_Prompt_
From the entries below, copy out all lines holding "pink".

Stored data

<<<<

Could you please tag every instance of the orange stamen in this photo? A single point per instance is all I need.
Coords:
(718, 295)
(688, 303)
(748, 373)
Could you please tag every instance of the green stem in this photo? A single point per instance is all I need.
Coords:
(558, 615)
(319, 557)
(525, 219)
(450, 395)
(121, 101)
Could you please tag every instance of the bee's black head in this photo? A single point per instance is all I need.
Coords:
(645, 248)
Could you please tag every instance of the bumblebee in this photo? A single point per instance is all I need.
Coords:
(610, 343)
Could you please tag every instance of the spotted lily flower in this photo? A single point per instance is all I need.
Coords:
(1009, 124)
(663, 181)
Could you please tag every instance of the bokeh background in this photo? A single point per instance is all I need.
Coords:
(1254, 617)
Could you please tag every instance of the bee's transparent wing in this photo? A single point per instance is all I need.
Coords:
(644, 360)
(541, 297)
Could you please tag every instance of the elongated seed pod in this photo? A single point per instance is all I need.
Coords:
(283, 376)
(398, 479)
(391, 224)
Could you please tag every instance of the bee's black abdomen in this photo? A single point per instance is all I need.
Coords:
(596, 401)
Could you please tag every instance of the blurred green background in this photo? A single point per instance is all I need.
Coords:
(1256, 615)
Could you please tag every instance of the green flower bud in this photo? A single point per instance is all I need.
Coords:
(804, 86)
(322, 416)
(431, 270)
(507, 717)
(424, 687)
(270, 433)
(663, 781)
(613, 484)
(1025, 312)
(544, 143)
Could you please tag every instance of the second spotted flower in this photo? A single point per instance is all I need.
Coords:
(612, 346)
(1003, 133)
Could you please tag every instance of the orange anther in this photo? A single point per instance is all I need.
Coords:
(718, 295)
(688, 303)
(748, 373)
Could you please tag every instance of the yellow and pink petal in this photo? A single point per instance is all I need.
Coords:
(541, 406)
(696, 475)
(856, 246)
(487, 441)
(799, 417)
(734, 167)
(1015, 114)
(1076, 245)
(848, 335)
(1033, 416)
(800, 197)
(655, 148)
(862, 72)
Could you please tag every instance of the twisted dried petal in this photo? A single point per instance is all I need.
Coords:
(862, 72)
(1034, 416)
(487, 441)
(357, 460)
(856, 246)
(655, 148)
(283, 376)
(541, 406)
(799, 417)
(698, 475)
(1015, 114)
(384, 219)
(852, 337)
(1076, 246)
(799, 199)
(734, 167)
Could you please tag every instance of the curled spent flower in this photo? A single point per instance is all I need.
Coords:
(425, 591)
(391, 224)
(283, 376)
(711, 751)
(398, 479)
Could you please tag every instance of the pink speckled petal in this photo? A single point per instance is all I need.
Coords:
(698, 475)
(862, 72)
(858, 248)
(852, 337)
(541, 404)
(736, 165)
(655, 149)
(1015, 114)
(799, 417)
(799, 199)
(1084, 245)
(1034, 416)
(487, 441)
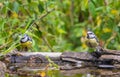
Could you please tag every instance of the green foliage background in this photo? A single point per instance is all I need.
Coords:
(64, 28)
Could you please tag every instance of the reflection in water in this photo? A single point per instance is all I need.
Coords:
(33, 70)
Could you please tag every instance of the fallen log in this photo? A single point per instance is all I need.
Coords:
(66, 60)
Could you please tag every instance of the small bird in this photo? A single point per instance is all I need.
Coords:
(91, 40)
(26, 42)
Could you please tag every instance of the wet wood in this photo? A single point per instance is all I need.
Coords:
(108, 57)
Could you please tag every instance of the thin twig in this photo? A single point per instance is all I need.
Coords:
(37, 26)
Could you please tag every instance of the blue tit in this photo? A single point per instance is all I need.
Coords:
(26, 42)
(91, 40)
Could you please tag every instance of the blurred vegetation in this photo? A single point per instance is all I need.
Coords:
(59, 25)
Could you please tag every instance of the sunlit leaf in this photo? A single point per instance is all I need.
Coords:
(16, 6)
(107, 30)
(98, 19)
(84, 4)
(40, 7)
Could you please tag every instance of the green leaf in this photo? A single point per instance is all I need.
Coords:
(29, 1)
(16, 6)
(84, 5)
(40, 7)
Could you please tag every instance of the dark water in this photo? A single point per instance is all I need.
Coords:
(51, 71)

>>>>

_Answer to this task_
Could you please tag every instance of the yellow and pink petal in this photo? A single point per instance is all I need.
Could you please tag every instance of the pink speckled petal in this photo? A single point per instance is all I need.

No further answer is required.